Indeed an addiction is really any substance or activity in relation to which you feel a compulsion to do it or feel somewhat out of control around it. There is no shame in having addictive patterns and I offer a confidential and nonjudgmental approach. Hypnotherapy can help you gain control and confidence around addictions.
Hypnotherapy is ideal to support you with a range of issues. Here are some examples of the many challenges with which hypnotherapy help bring positive change:
- Smoking cessation
- Nail biting
- Obsessive Compulsive Disorders
- Weight control
- Eating disorders
- Sexual problems
- Nerves (exams, tests etc.)
- Insomnia and sleep problems
- Public speaking
- Panic attacks
- Letting Go
- Relationship problems
- Skin problems
- Irritable bowel syndrome (IBS)
- Work performance
- Personal growth
The history of Harley Street and its connection with hypnotherapy
Back in 1713 Edward Harley married Henrietta Cavendish Holles, who was the daughter of the Duke of Newcastle. They transformed the 92-acre Marylebone district into a grid of beautiful buildings. The area was inherited by Henrietta and Edward added his fortune, enabling this historic neighbourhood to be created anew. The comparatively modest residential townhouses of Wimpole Street merged with the more sumptuous Portland Place mansions. These mansions became the Portland Estate, built by the Adam Brothers, John Nash and others. Harley Street resided in the heart of the renewed area.
Harley Street became known today as a world renowned medical, hypnotherapy and cosmetic-surgery hub. However, initially it was a fascinating mix of London life. One of the United Kingdom’s greatest painters, JMW Turner lived at number 64, whilst the future Duke of Wellington made his home at number 11. The famous geologist Charles Lyell lived at number 73.
Smart society however preferred Mayfair and Belgravia. This was because Harley Street’s roomy and finely built houses lacked desired porticos and were simply not considered luxurious enough for high society living. Soon doctors arrived, wearing frock coats, top hats and spats. Medical men saw their patients on Harley Street and lived in the rooms above their premises.
By 1850, 11 doctors resided on Harley Street and by 1863, the number rose to 36, with more clinics opening with each year that passed. Florence Nightingale lived at number one and the British surgeon and antiseptic pioneer, Sir Joseph Lister, moved to Park Crescent. Sir Frederick Treves, who treated Joseph Merrick, the Elephant Man, also resided in the area.

* _Record extracts_
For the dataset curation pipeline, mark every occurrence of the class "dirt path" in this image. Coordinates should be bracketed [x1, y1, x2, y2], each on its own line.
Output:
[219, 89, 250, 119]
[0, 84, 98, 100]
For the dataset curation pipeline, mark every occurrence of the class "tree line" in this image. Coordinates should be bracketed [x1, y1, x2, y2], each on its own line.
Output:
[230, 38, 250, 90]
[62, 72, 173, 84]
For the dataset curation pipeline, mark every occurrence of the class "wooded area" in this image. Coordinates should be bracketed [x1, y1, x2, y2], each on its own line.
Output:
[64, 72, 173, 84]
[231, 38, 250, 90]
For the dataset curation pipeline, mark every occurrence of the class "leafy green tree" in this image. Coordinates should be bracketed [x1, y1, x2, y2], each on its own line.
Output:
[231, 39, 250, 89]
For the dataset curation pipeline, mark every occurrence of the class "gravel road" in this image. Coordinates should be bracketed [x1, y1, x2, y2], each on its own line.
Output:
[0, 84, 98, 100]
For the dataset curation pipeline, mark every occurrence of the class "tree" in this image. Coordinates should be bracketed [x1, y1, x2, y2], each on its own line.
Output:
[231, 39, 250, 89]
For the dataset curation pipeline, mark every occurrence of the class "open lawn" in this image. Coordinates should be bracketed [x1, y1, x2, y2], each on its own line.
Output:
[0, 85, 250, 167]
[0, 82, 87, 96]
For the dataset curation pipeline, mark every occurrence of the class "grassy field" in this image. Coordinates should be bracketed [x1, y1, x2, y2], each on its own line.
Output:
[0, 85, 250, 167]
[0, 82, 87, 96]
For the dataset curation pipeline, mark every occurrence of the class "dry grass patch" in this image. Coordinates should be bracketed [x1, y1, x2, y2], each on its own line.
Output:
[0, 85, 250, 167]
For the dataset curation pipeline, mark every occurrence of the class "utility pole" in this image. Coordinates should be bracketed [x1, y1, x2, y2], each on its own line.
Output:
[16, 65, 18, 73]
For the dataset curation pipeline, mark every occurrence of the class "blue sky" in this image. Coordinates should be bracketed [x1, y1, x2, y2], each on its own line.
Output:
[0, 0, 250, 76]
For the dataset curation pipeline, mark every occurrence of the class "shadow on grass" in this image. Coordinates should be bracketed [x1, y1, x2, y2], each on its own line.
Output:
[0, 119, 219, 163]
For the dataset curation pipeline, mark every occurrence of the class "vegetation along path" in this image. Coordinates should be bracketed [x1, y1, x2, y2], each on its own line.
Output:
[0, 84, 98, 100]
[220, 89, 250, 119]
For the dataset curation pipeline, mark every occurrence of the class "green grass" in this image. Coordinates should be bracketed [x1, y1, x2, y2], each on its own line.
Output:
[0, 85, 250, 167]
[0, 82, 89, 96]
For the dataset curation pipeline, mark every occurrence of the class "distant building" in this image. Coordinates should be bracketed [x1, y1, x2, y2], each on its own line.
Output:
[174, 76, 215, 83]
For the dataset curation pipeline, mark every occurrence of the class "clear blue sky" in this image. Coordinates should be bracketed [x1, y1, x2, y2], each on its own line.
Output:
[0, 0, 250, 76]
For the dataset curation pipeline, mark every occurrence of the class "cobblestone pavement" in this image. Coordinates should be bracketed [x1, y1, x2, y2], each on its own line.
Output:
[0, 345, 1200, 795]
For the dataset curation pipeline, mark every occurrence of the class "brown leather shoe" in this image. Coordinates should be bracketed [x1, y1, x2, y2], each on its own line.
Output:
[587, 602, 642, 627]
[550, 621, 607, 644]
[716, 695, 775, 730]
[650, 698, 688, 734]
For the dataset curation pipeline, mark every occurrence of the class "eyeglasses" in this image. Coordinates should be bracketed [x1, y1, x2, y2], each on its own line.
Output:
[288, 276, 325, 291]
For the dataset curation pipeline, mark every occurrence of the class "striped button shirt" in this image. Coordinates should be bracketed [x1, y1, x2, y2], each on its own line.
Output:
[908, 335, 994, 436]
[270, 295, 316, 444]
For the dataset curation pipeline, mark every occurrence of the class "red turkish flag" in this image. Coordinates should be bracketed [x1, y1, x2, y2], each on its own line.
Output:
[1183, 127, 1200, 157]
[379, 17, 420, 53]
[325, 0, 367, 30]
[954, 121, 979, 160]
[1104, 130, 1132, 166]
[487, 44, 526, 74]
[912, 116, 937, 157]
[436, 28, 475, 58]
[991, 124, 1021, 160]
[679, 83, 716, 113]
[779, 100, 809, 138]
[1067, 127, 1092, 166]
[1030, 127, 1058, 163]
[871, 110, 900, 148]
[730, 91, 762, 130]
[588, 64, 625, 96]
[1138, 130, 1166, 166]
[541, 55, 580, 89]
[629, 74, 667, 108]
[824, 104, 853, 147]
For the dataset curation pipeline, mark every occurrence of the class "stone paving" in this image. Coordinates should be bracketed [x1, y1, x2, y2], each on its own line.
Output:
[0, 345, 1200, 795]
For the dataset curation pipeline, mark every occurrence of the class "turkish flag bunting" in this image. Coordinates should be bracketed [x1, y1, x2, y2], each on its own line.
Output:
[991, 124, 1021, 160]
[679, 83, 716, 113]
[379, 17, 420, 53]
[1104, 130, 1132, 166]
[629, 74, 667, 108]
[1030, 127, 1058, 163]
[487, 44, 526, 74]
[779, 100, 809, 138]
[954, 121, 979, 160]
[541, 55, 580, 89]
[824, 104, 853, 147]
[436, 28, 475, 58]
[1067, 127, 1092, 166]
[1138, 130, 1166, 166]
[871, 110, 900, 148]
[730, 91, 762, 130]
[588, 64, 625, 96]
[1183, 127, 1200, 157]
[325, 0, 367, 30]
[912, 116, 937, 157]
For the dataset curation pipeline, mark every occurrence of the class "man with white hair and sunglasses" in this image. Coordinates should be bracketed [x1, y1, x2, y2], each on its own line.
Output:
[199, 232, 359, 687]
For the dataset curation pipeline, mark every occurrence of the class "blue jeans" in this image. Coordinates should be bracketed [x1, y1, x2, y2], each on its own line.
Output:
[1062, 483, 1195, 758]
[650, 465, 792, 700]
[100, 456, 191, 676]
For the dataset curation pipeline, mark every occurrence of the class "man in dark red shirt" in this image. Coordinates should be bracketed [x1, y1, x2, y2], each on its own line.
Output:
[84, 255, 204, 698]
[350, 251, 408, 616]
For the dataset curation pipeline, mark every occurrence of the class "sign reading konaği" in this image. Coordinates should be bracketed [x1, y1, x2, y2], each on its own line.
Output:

* _Problems to solve_
1/ Answer these questions from the text on hypnotherapy and Harley Street:
(a) Whom did Edward Harley marry in 1713?
(b) At which house number on Harley Street did JMW Turner live?
(c) How many doctors resided on Harley Street by 1863?
2/ Pick up the text on hypnotherapy and Harley Street after its final sentence and continue writing it.

* _Answers to the exercise_
1/
(a) Henrietta Cavendish Holles, daughter of the Duke of Newcastle
(b) Number 64
(c) 36

2/
Over the years, with general urbanisation, easier transport around the city and the rise of the NHS, many doctors sort accommodation and clinics in more suburban districts of London. Some moved to live in other areas but their practices or clinics remained on Harley Street. In the second half of the twentieth century Harley Street became more commercial and cosmetic and other clinics sprung up. However Harley Street remained and solidified its reputation as the location to find excellence and expertise.
Today, there are hundreds of doctors and medical specialists working in the Harley Street Medical Area (HSMA). There are hypnotherapists, psychotherapists, hearing experts and a number of doctors or surgeons specialising in cosmetic work. Many properties are owned by the Howard de Walden Estate. Care is taken to carefully identify the most suitable occupier for the Harley Street properties. Well known clinics and hospitals have a branch or practice on Harley Street. These include the London Clinic, the Harley Street Clinic, the Portland Hospital, the Princess Grace Hospital and the King Edward VII’s Hospital.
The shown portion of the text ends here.